⟨

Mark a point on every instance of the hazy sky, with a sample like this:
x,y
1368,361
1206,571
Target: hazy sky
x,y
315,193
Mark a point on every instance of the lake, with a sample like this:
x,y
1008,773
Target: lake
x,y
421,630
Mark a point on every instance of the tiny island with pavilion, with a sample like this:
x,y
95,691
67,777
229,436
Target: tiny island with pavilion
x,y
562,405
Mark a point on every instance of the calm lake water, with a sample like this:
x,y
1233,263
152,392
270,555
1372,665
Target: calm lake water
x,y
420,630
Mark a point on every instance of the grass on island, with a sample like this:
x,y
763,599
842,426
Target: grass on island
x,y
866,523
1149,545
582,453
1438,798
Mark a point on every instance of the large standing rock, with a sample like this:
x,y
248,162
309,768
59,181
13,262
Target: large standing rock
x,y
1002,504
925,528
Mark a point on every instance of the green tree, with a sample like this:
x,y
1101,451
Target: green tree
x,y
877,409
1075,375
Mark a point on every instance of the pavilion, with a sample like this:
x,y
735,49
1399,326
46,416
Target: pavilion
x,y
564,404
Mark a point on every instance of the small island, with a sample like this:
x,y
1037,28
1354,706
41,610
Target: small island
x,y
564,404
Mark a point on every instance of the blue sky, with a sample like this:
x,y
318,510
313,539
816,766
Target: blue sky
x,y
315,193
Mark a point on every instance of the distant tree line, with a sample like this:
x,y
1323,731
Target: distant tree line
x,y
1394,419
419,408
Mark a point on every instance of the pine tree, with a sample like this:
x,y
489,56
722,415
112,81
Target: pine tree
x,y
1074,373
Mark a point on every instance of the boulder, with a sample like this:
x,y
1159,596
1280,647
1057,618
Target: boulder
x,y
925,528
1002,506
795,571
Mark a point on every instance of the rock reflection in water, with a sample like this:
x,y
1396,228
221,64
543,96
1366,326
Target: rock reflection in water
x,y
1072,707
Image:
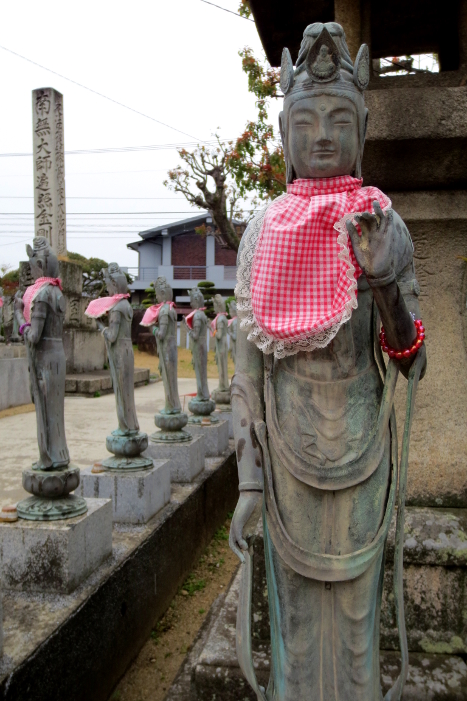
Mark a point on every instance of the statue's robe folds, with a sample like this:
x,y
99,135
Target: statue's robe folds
x,y
200,355
233,339
121,360
331,484
47,368
167,350
222,352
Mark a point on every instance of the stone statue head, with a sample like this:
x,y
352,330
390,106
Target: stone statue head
x,y
324,119
115,279
196,298
42,260
164,292
219,304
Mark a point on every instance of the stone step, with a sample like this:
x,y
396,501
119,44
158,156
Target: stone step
x,y
216,676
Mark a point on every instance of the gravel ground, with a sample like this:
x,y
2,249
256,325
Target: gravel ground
x,y
152,673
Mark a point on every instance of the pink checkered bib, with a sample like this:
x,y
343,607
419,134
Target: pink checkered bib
x,y
304,273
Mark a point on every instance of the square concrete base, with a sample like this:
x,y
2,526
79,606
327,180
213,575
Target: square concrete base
x,y
186,459
216,437
224,412
137,495
55,556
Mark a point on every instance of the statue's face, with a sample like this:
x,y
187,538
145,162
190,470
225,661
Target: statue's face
x,y
111,286
37,267
196,301
218,305
161,294
323,136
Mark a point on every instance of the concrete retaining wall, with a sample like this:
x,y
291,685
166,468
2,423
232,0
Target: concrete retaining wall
x,y
77,647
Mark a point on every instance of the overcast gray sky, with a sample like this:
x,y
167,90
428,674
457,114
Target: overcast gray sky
x,y
176,61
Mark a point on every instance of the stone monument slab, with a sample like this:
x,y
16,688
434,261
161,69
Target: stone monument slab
x,y
136,495
55,556
49,168
216,436
186,459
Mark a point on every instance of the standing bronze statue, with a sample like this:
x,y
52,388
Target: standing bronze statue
x,y
219,328
233,322
202,405
126,442
2,338
40,314
162,318
312,399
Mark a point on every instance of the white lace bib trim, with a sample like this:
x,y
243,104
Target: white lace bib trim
x,y
304,342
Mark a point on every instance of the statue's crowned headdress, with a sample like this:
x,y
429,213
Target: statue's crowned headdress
x,y
324,66
41,255
162,286
197,296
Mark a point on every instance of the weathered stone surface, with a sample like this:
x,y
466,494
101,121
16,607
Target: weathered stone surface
x,y
49,168
87,639
88,383
416,138
438,448
137,495
186,459
14,382
18,351
435,584
225,415
216,437
216,675
56,556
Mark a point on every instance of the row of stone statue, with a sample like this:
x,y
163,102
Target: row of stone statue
x,y
40,314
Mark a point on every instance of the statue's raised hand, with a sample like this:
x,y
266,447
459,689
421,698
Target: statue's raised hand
x,y
373,249
19,304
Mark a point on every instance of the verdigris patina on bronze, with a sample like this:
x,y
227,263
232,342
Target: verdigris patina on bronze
x,y
127,442
219,327
233,322
40,315
312,399
202,405
162,317
2,338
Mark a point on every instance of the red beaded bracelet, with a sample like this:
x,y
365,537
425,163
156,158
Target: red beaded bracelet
x,y
408,351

⟩

- [WRITTEN EXERCISE]
Print the rows above from the line containing "Mark a point on every instance of the red" through the last row, reproducing each line verbatim with both ends included.

- [EXERCISE SOLUTION]
Mark a point on every instance of the red beaded bracelet, with a sample like this:
x,y
365,537
425,163
156,158
Target: red beaded bracelet
x,y
408,351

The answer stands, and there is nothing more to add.